§ Jobs
(1) Copy the linked list article word for word, from "Base case: if" to "the duplicate node.".
(2) Answer these questions using the linked list article:
(a) On what date was the page last updated?
(b) Which function does the approach use to allocate the new node in the heap?
(c) What does the printList function print after its loop ends?
(3) Pick up the linked list article at the point where it ends and continue writing it.

§ Article
C program to create copy of a singly Linked List using Recursion

Last Updated : 20 Oct, 2020

Given a pointer to the head node of a Linked List, the task is to create a copy of the linked list using recursion.

Examples::

Input: Head of following linked list
1->2->3->4->NULL
Output:
Original list: 1 -> 2 -> 3 -> 4 -> NULL
Duplicate list: 1 -> 2 -> 3 -> 4 -> NULL

Input: Head of following linked list
1->2->3->4->5->NULL
Output:
Original list: 1->2->3->4->5->NULL,
Duplicate list: 1->2->3->4->5->NULL,

Approach: Follow the steps below to solve the problem:

Base case: if (head == NULL), then return NULL.
Allocate the new Node in the Heap using malloc() & set its data.
Recursively set the next pointer of the new Node by recurring for the remaining nodes.
Return the head pointer of the duplicate node.
Finally, print both the original linked list and the duplicate linked list.

Below is the implementation of the above approach:

C

// C program for the above approach 
#include <stdio.h> 
#include <stdlib.h> 
  
// Node for linked list 
struct Node { 
    int data; 
    struct Node* next; 
}; 
  
// Function to print given linked list 
void printList(struct Node* head) 
{ 
    struct Node* ptr = head; 
    while (ptr) { 
  
        printf("%d -> ", ptr->data); 
        ptr = ptr->next; 
    } 
  
    printf("NULL"); 
} 
  
// Function to create a new node 
void insert(struct Node** head_ref, int data)

§ Records shown

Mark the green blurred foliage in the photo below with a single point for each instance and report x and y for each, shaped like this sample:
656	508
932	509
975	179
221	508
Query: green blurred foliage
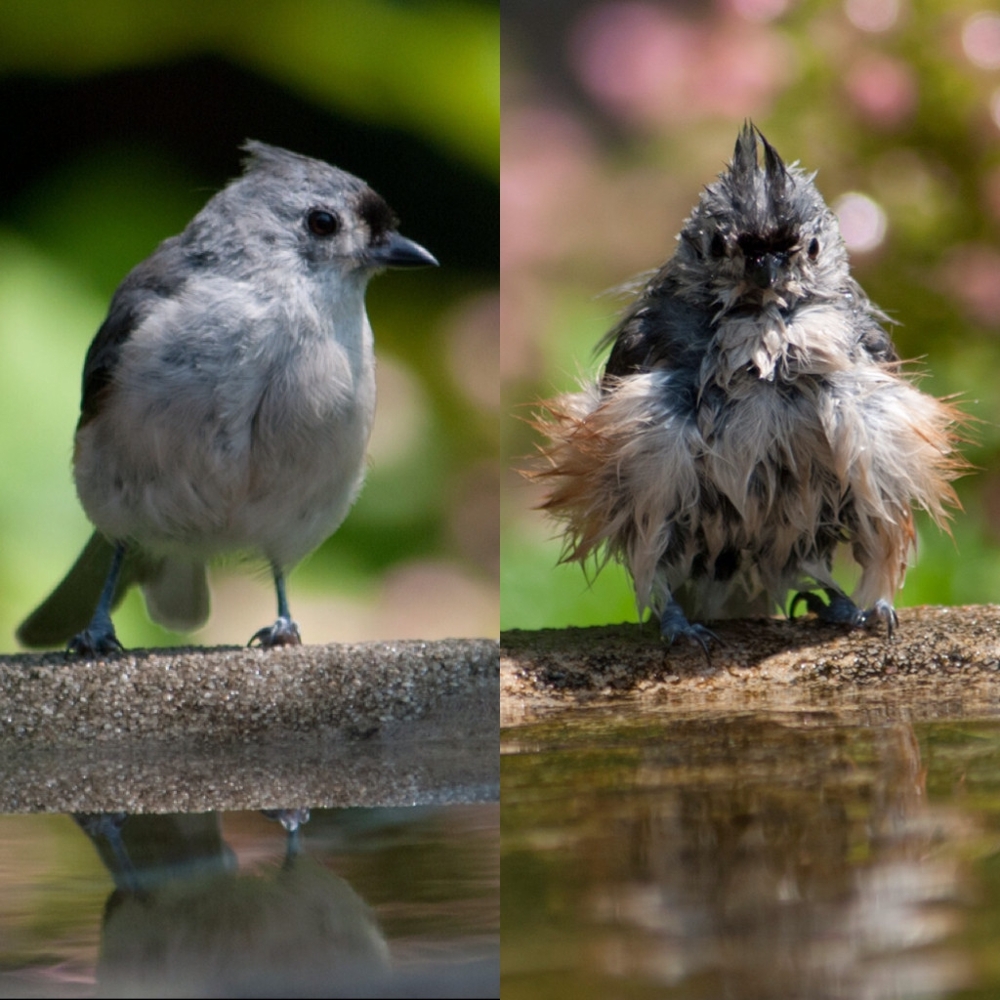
425	76
432	67
600	168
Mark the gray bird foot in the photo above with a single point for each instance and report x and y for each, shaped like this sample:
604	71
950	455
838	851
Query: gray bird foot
674	625
93	642
841	610
284	632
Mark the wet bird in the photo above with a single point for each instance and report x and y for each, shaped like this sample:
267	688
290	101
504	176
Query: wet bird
752	415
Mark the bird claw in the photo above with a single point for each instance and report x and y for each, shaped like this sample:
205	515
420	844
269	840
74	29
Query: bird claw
284	632
674	625
841	610
94	642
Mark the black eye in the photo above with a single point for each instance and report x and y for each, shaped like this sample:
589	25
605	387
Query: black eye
322	223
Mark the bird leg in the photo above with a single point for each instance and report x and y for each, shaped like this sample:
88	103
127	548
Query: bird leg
284	632
99	638
841	610
674	624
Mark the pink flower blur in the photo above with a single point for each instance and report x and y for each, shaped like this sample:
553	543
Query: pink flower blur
643	62
883	89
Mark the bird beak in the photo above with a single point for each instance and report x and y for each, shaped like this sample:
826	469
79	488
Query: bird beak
398	251
763	271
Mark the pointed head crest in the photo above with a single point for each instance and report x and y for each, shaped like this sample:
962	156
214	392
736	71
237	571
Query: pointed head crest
758	192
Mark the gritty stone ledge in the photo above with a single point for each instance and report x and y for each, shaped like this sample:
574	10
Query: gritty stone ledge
942	661
188	730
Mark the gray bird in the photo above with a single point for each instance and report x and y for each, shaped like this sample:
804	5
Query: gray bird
752	416
228	398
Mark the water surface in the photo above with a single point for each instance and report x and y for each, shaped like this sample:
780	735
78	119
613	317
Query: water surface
750	855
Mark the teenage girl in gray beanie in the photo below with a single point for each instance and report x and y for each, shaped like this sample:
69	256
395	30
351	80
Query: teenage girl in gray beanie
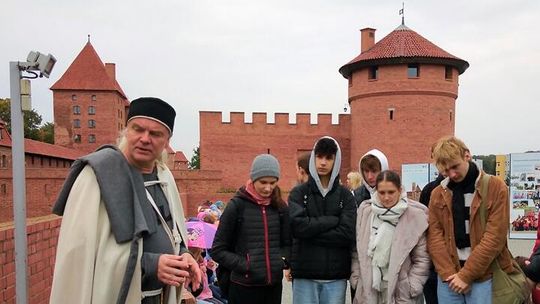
253	238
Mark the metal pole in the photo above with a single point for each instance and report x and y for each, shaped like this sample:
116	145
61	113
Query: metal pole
19	183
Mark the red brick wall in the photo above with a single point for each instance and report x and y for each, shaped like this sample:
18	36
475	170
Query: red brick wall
42	238
422	108
231	147
110	117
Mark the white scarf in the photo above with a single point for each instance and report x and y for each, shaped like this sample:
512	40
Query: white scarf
383	225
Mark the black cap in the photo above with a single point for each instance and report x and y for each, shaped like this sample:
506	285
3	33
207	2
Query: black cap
153	108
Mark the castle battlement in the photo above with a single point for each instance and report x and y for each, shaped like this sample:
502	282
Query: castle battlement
213	118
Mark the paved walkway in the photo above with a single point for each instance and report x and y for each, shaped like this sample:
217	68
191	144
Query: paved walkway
287	294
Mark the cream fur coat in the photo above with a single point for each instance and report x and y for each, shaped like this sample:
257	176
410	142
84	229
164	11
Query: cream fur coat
409	260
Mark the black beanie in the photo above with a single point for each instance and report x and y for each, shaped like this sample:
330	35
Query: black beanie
153	108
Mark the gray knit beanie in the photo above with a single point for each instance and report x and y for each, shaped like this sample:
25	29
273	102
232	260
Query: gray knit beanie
264	165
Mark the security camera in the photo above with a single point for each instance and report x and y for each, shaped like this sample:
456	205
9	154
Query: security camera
40	62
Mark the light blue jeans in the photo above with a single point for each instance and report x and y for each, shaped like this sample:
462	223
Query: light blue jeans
315	292
480	293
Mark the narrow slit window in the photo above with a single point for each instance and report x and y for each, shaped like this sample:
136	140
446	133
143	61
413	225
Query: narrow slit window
373	73
413	70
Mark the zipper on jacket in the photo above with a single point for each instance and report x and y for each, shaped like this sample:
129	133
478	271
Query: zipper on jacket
266	246
248	262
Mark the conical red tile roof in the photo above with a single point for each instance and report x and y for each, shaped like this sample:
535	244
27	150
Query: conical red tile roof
87	72
403	45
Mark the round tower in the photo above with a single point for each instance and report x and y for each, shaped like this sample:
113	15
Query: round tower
402	94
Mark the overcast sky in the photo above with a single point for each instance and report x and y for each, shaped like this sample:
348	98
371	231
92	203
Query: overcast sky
284	55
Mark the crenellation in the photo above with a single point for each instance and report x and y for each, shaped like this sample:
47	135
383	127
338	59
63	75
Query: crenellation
303	118
237	118
211	119
259	118
281	119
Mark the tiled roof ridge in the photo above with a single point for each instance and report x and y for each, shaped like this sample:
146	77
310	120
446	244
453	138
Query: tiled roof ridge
87	72
403	43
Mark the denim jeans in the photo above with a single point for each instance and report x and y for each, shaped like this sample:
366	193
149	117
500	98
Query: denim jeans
315	292
480	293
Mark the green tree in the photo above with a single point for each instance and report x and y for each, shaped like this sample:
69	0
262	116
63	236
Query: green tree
195	162
32	121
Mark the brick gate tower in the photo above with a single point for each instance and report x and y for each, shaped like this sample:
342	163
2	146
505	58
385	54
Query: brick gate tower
89	105
402	94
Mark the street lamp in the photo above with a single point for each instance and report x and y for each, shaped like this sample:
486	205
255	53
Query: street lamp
35	63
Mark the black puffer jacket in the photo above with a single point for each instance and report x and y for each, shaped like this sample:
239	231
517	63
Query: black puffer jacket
260	243
323	231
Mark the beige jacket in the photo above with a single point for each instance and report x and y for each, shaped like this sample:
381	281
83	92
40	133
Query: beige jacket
409	260
485	245
90	264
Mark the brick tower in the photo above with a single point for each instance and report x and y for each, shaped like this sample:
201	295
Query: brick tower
402	94
89	104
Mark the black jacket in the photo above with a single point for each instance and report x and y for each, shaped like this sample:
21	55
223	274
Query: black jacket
425	195
361	194
323	231
261	239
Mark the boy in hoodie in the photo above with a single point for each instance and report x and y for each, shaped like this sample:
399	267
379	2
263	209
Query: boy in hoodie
371	164
322	223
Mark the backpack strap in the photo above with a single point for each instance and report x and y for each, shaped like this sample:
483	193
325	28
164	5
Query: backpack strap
483	220
238	223
484	184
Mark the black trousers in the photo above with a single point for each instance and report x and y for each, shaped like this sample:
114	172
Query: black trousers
239	294
430	288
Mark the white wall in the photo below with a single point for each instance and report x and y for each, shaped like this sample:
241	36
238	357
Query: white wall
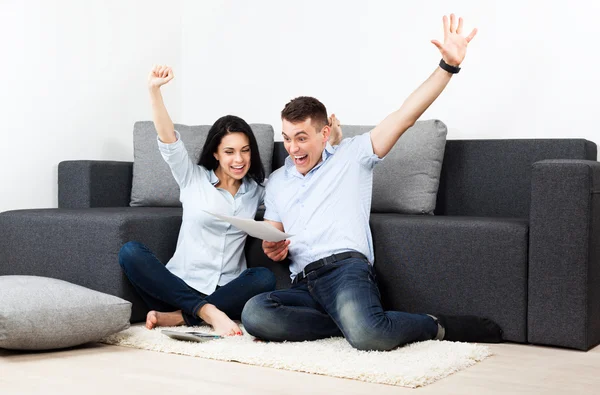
530	72
73	83
74	72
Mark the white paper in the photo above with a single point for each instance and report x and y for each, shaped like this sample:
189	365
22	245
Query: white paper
259	229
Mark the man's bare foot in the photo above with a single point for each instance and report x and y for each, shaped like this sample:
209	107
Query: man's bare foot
156	318
221	324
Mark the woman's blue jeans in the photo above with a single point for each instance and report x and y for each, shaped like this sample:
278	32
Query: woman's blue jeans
164	291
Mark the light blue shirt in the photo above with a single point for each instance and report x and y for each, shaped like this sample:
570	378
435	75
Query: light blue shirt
209	251
327	210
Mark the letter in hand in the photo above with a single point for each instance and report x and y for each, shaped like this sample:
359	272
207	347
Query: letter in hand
159	76
454	48
276	250
335	137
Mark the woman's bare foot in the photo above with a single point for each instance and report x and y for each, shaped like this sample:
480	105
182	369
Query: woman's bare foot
156	318
221	324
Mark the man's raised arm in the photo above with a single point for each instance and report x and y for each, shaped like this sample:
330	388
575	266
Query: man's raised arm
454	48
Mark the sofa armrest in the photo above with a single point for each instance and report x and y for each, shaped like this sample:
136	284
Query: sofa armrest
564	254
88	183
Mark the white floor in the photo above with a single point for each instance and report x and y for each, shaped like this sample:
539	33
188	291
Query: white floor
103	369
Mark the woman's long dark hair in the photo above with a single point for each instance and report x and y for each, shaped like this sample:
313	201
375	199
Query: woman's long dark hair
231	124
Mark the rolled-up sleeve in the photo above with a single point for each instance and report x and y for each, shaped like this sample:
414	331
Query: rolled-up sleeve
177	157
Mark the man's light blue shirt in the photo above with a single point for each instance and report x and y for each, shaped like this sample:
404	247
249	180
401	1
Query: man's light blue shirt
327	210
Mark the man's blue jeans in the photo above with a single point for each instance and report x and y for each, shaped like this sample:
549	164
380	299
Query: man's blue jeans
163	291
339	299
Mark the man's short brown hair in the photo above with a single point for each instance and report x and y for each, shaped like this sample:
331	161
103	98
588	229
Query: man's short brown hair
304	107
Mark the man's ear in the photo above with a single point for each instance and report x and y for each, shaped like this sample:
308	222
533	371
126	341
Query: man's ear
326	133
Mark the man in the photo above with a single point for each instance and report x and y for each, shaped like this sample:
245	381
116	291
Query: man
323	196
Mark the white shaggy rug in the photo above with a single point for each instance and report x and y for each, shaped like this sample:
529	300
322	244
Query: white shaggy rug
414	365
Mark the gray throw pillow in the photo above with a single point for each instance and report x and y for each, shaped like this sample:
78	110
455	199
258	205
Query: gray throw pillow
39	313
153	184
407	180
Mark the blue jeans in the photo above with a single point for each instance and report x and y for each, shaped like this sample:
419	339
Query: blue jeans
164	291
340	299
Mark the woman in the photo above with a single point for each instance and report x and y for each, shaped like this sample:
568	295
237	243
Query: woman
205	279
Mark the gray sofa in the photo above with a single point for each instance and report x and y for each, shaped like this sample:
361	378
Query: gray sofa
516	238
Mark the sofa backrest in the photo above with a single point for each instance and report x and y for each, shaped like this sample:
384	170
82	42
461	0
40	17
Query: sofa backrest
490	178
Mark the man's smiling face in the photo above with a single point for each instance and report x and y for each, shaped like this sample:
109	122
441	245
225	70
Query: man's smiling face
305	143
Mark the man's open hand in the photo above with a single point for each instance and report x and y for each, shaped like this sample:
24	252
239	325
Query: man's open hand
276	251
454	47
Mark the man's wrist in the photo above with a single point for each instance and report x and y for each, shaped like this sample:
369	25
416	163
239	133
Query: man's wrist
449	68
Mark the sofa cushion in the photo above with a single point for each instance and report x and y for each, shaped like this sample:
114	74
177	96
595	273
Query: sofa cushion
81	246
39	313
454	265
407	180
153	184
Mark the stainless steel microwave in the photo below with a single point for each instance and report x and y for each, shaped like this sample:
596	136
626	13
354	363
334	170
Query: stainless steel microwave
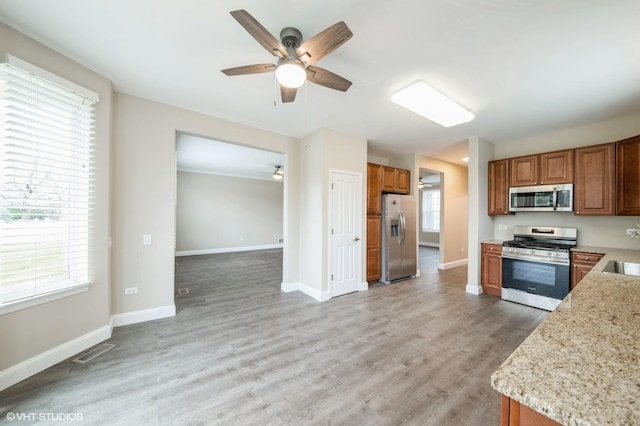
541	198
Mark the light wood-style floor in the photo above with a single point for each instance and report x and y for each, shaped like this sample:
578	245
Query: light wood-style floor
241	352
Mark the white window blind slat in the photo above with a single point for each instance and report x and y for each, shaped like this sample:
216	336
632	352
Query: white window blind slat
46	184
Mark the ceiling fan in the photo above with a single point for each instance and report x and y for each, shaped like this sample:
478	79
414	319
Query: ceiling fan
295	58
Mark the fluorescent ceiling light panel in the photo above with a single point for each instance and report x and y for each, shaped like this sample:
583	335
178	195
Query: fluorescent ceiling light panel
424	100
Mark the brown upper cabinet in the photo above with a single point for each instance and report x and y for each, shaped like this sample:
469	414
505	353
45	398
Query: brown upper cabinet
542	169
595	186
374	185
628	176
395	180
498	187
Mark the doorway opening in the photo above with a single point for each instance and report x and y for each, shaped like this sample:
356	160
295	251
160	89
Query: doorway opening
229	203
429	218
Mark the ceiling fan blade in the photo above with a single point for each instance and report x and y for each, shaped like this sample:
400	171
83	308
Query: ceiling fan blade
260	33
326	78
323	43
287	94
250	69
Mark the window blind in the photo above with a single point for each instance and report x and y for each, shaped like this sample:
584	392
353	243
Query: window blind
46	184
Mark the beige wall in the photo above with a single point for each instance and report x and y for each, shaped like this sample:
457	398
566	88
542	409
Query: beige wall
222	213
29	332
144	184
480	223
605	231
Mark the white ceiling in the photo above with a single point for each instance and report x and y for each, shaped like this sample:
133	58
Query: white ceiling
200	155
523	67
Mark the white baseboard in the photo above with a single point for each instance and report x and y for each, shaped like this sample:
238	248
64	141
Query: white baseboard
40	362
227	250
289	287
474	289
320	296
143	315
453	264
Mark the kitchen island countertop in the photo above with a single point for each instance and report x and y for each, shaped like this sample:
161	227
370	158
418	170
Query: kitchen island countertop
582	364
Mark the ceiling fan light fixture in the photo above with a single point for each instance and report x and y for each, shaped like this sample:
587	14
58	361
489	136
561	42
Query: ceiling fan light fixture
291	73
426	101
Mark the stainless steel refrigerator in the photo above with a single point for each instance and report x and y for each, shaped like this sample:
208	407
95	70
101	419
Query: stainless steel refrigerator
399	244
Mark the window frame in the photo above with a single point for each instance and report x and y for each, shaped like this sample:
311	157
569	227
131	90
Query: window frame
81	285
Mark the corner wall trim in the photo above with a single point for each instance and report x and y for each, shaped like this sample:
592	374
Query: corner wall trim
143	315
227	250
289	287
320	296
40	362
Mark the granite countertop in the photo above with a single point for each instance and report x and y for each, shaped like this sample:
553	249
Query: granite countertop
581	366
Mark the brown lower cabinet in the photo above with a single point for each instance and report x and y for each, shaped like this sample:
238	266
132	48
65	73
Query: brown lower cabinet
491	269
581	264
512	413
374	252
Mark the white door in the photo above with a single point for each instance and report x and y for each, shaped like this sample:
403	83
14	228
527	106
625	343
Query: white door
345	234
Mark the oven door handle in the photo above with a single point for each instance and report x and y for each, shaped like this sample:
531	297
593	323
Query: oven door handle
536	259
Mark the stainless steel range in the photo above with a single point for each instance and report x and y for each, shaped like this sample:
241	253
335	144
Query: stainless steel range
536	265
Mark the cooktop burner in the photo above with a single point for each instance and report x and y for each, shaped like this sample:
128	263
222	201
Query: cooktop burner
540	245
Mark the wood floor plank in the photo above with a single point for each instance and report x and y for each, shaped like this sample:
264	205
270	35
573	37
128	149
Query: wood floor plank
240	351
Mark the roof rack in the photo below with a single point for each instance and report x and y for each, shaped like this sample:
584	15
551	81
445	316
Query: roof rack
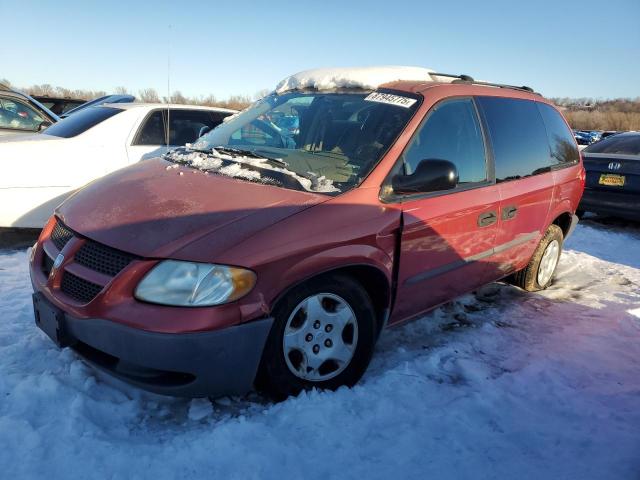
469	79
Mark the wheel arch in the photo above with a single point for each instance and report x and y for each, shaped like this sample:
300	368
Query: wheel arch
372	278
564	220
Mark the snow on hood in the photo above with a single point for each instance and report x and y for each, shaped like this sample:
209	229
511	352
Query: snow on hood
368	78
213	162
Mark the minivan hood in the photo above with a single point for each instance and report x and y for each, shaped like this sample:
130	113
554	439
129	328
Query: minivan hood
158	209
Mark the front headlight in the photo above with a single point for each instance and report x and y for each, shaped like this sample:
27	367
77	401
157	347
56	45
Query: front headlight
190	284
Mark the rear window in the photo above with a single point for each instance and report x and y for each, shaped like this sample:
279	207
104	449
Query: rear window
563	146
622	144
518	137
80	122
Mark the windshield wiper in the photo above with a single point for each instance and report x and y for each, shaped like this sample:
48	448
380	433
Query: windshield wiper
249	153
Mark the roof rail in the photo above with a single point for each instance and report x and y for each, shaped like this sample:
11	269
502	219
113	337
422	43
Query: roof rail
468	79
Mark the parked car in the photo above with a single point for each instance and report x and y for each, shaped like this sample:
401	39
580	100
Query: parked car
22	114
41	170
59	105
275	261
609	133
613	176
100	101
583	138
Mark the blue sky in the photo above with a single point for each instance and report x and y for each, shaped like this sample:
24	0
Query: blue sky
561	48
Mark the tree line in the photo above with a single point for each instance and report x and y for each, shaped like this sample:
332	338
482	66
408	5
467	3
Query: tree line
581	113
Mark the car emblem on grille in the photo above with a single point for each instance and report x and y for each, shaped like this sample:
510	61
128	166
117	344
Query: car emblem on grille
58	262
615	166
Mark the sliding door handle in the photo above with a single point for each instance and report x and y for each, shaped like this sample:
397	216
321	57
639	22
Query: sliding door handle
487	218
509	212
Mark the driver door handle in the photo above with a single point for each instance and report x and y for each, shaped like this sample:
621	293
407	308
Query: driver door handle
509	212
487	218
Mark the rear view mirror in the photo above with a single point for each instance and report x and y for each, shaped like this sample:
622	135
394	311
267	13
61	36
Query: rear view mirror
44	125
431	175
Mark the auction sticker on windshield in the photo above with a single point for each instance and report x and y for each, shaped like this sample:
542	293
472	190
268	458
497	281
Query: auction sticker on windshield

§ Results for the exercise
(1)
Base case: if (head == NULL), then return NULL.
Allocate the new Node in the Heap using malloc() & set its data.
Recursively set the next pointer of the new Node by recurring for the remaining nodes.
Return the head pointer of the duplicate node.

(2)
(a) 20 Oct, 2020
(b) malloc()
(c) NULL

(3)
{ 
    // Allocate the memory for new Node 
    // in the heap and set its data 
    struct Node* newNode 
        = (struct Node*)malloc( 
            sizeof(struct Node)); 
  
    newNode->data = data; 
  
    // Set the next node pointer of the 
    // new Node to point to the current 
    // node of the list 
    newNode->next = *head_ref; 
  
    // Change the pointer of head to point 
    // to the new Node 
    *head_ref = newNode; 
} 
  
// Function to create a copy of a linked list 
struct Node* copyList(struct Node* head) 
{ 
    if (head == NULL) { 
        return NULL; 
    } 
    else { 
  
        // Allocate the memory for new Node 
        // in the heap and set its data 
        struct Node* newNode 
            = (struct Node*)malloc( 
                sizeof(struct Node)); 
  
        newNode->data = head->data; 
  
        // Recursively set the next pointer of 
        // the new Node by recurring for the 
        // remaining nodes 
        newNode->next = copyList(head->next); 
  
        return newNode; 
    } 
} 
  
// Function to create the new linked list 
struct Node* create(int arr[], int N) 
{ 
    // Pointer to point the head node 
    // of the singly linked list 
    struct Node* head_ref = NULL; 
  
    // Construct the linked list 
    for (int i = N - 1; i >= 0; i--) { 
  
        insert(&head_ref, arr[i]); 
    } 
  
    // Return the head pointer 
    return head_ref; 
} 
  
// Function to create both the lists 
void printLists(struct Node* head_ref, 
                struct Node* dup) 
{ 
  
    printf("Original list: "); 
  
    // Print the original linked list 
    printList(head_ref); 
  
    printf("\nDuplicate list: "); 
  
    // Print the duplicate linked list 
    printList(dup); 
} 
  
// Driver Code 
int main(void)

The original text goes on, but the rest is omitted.